■ Your task
Could you copy out the material below line for line, leaving every word and number unchanged?

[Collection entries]
--- start ---
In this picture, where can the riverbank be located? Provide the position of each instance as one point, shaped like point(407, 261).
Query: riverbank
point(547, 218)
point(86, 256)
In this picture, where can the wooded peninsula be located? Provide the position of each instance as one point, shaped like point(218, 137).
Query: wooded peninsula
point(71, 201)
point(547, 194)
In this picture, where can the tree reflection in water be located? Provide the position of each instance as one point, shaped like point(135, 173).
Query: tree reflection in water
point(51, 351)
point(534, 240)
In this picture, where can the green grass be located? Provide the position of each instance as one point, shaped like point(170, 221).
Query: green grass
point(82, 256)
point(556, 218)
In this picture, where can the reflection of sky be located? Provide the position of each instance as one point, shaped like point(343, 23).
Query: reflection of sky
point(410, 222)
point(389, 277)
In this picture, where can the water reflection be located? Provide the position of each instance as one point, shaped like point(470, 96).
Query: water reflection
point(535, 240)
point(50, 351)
--- end ---
■ Response to the exercise
In this picture, where can the riverbank be located? Provide the position of each instance as one point, shaped like point(407, 261).
Query: riverbank
point(547, 218)
point(86, 256)
In this picture, where can the wooded peninsula be located? Provide the position of each instance as one point, shaped like point(218, 137).
Query: wooded peninsula
point(71, 201)
point(547, 194)
In this picture, where can the tree reflection in water be located? Provide the position of each instance as one point, shaped like point(135, 173).
Query: tree reflection in water
point(51, 351)
point(534, 240)
In this picture, where can the green grass be located? Provide the position of each instance as one point, shaped like point(170, 221).
Query: green grass
point(82, 256)
point(556, 218)
In this picture, where can the reflection of sky be located? Provide the position of each instance as one point, shaped like point(343, 23).
Query: reflection of sky
point(410, 222)
point(389, 277)
In this picture, where can the water reflection be located? Provide the position of each instance as one point, shaped like point(470, 96).
Query: water reflection
point(535, 240)
point(50, 351)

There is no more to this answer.